» **Supplied text**:
## begin
It makes me feel sad and because of that feeling of inferiority, I often feel like I just won't fit in. A misfit, basically.

When it comes to love and relationships (and whatnot), I feel angry. It's jealousy more than anything but at the same time I feel like I shouldn't rush it. Even still, I myself have had opportunities that I didn't take because of my cowardice. It's because of that why I'll always feel such regret for my time in high school. I had so much opportunity then that I didn't fully grasp.

So, when it comes to younger folk having more experience than me, it's just jealousy at play. Not much else I can add to that.

As for my peers, I always managed to wind up feeling out of the loop or behind because everyone just had everything set out for them. Take my position while I was in university, for instance: They were all working--I wasn't, they all had networking skills that I simply couldn't copy nor emulate well enough, most of my peers had experienced a lot of things that I simply hadn't. Relationships is one thing, but they've had to deal with other adult things that I hadn't.
## end
» **Exercise instructions**: Please continue the reflection on feeling behind one's peers, picking up right after its last sentence. The material after this point is separate from the reflection on feeling behind one's peers.

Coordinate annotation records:
## begin
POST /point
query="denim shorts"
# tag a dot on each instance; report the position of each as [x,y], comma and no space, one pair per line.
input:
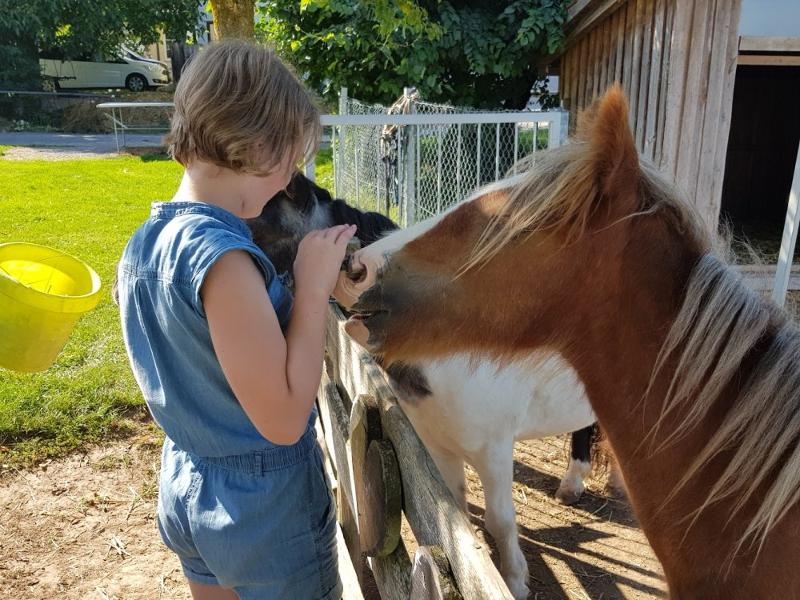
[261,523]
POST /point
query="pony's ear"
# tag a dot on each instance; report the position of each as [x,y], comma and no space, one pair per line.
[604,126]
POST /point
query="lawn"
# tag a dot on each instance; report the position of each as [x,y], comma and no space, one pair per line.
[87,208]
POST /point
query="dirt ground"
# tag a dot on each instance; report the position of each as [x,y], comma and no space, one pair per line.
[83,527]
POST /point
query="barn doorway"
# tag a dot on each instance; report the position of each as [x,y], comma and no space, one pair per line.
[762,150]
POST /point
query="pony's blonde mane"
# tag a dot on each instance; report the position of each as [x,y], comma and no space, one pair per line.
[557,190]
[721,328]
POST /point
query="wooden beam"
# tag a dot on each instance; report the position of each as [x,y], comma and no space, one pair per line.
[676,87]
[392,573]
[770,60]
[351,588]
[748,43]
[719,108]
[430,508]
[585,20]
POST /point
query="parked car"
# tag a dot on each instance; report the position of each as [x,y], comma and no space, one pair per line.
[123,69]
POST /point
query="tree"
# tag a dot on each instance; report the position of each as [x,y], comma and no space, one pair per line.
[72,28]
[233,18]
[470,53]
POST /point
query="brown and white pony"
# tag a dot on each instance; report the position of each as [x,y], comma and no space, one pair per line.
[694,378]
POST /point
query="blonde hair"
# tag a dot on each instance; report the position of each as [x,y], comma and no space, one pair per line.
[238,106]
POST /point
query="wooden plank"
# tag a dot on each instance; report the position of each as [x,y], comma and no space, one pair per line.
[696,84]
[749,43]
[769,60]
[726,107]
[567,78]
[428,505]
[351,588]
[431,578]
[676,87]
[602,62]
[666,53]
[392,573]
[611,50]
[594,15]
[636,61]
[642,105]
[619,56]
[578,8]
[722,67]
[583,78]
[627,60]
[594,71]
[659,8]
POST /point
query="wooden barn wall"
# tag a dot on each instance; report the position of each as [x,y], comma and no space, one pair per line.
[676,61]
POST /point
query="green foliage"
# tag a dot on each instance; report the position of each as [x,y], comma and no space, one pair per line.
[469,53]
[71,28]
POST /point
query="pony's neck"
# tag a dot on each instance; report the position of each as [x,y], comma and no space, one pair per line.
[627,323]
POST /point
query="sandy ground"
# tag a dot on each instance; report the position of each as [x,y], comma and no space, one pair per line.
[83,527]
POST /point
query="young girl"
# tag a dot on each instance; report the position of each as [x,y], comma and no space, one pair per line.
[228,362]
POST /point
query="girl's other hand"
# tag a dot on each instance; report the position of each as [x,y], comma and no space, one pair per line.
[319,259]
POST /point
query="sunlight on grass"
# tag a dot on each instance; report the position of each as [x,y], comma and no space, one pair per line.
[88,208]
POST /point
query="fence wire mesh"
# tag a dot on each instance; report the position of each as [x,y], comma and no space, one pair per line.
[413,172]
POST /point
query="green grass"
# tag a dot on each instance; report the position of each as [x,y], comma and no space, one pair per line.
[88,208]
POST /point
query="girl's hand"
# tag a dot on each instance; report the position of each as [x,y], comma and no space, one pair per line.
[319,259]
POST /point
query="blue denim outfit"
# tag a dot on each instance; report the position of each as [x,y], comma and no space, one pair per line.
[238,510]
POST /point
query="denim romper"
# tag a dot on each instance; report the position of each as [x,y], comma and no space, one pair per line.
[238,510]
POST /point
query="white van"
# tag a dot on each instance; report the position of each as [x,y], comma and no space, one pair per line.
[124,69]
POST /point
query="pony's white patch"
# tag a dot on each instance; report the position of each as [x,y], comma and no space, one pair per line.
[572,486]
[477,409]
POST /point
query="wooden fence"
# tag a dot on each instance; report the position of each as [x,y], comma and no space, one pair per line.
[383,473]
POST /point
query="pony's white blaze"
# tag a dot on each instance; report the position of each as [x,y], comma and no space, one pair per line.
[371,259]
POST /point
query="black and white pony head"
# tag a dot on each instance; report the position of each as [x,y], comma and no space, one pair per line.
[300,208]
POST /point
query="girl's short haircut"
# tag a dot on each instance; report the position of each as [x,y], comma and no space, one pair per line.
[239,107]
## end
## begin
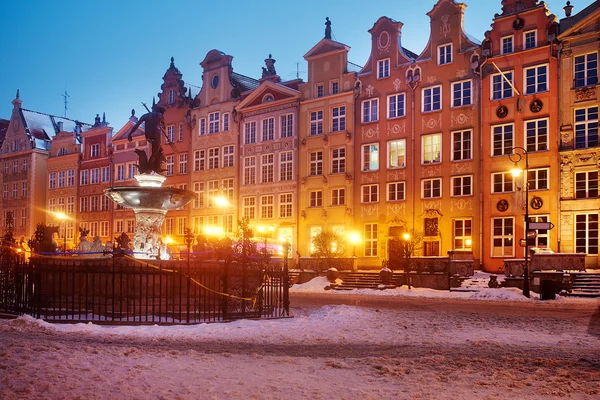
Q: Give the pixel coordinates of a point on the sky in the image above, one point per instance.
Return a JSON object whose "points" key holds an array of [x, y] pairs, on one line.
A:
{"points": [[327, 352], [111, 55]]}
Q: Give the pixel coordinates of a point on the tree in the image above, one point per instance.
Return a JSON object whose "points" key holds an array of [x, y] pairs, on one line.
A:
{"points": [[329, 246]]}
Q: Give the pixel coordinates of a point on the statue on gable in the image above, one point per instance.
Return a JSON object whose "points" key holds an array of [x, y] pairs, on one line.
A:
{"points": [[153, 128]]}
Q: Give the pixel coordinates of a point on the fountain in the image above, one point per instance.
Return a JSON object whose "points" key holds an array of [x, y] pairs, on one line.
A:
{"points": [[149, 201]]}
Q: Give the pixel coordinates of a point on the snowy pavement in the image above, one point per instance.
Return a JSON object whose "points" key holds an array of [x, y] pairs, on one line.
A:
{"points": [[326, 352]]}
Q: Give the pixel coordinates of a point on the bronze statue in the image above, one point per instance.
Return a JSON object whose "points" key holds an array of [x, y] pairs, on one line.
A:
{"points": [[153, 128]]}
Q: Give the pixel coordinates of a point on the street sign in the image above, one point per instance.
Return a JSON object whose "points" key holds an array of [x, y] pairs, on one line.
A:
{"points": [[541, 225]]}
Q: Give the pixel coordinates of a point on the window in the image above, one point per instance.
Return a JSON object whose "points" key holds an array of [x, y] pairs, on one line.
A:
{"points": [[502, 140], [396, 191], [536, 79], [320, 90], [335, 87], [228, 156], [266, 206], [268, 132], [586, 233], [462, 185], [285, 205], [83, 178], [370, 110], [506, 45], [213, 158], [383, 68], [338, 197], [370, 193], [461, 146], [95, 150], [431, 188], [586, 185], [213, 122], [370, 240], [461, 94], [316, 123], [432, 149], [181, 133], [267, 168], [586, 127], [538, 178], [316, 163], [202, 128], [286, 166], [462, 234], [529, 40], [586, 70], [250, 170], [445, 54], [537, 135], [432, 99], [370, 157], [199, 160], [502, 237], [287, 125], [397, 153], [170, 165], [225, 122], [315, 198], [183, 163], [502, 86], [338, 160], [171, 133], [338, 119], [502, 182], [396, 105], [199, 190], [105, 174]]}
## end
» **The answer**:
Put simply, I didn't see college/university has a means to "let loose" and "experiment" because I didn't need to. I know what acting recklessly gets you and I know what being responsible means. Obviously, I'm not the kind of person you invite to a party but I don't have my objections to it.

What made it more difficult for me to relate to my peers is that I'm just very ignorant on a lot of things. I don't know squat about sports, cars, politics, living alone, taxes, etc.

I never had anything to talk about because I simply haven't done a lot.

Sadly enough, the same thing is starting to happen at my internship as I'm finding that it's not easy to relate to lots of my co-workers.

Though I have always made it my practice to be pleasant to everybody, I have not once actually experienced friendship. I have only the most painful recollections of my various acquaintances ..."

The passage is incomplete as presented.